# [Given passage]
* * * * * * * * *

I would say that we are fairly optimistic about it, to be honest. I think we're still at an early stage of having some of those discussions, but we actually think it creates a considerable amount of opportunity for certainly our company and candidly, for the province as a whole. What we are seeing -- and when I think of the opportunity, I'm thinking of it, to be honest, less east-west, more north-south, to be candid. We think that load growth requirements in the Pacific Northwest into the Rocky Mountain states, frankly, all the way down to the Desert Southwest and even California will remain high. We think that reliability will continue to be a real priority in that part of the world. I think the ability to build new firming generation kind of in the western part of the continent will remain challenged, I think, at times, as will transmission generally to move it around.
So we actually see an opportunity in Alberta, not just to kind of meet the ongoing needs for data center demand, certainly from a Canadian perspective, but also to be a bit of a reliability agent, if I can use that term, for kind of the WEC ideally as kind of an opportunity set that we're seeing. So look, it's going to take work and investment to be able to see that come through. But I know I'm excited about it.
And I think, Joel, that it weighs heavily on the three new plants even that we're working to develop. So maybe your thoughts.
Yes. No, Pat, I agree with John. It's an exciting opportunity for us here that we can use existing generation in interim and then a real possibility here for new generation going forward, whether it's east-west or North-South, what we see in our neighboring jurisdictions, again, is a need for firming power. a growing one, actually. growing one. And what I really like here, too, is that you've got strong policy support here within the province to be kind of an energy superpower where we could see additional gas generation being developed in the province for export to neighboring markets. So we see it as a very exciting opportunity.
I'd say as a bridge though, again, using our existing generation will be very important to that to the extent that we see opportunities in the future.
Yes, it's an important thrust, I think, Patrick.
Okay. That's great color, guys. I appreciate that. And then maybe just a follow-up on Centralia. I know it's a fluid situation, but just wanted to confirm if you had any more clarity on the 90-day order or if you had any recourse if things are extended and perhaps push back your FID decision on the conversion?
Yes. Why don't I start and then maybe I'll turn it over to Nancy to see if there was anything I didn't really cover off. So, look, the initial 90-day order expires mid-March. And we are fully in compliance with the order in the sense of being available should we be asked to run. We don't expect that given kind of how flush the hydro situation is in Washington state right now. I think our primary focus is more on getting clarity on the existing order, and we do have the ability to recoup our expenses, which is why we're not particularly concerned about that from a 2026 perspective. But certainly, Nancy and her team and our commercial team are focused on getting clarity around the mechanics of that going forward.

* * * * * * * * *

# [Supplied data]
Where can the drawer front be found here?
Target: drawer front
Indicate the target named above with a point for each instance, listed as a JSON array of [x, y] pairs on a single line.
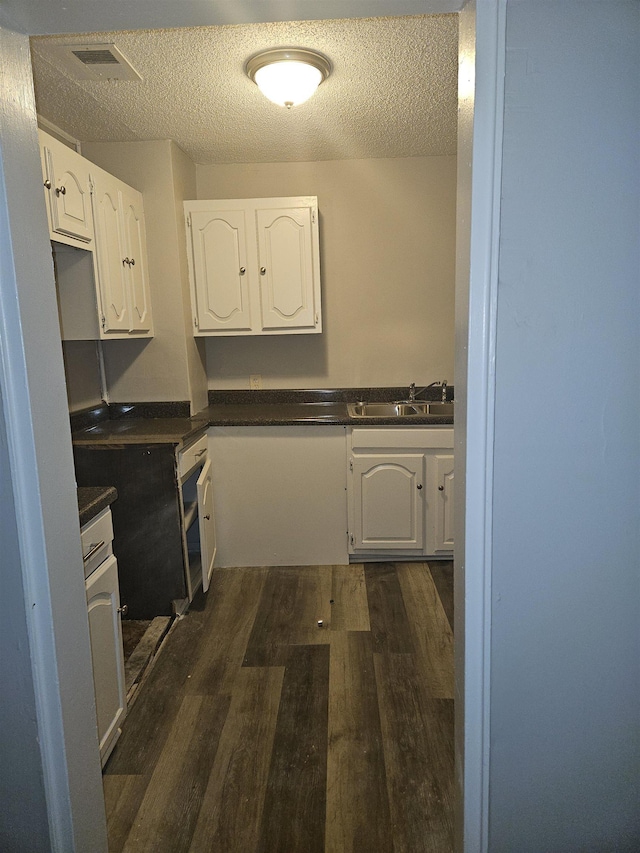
[[96, 538], [194, 454]]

* * * * * * * * *

# [Your goal]
Condense the paragraph of the transcript above that begins "Yes. Why don't I start" into a short bulleted list of its main facts.

# [Result]
- The initial 90-day order expires in mid-March.
- The company is fully in compliance, staying available to run if asked.
- It does not expect to be asked, given how flush the hydro situation in Washington state is.
- Its primary focus is getting clarity on the existing order.
- It can recoup its expenses, so it is not particularly concerned about 2026.
- Nancy's team and the commercial team are working to clarify how the order's mechanics will work going forward.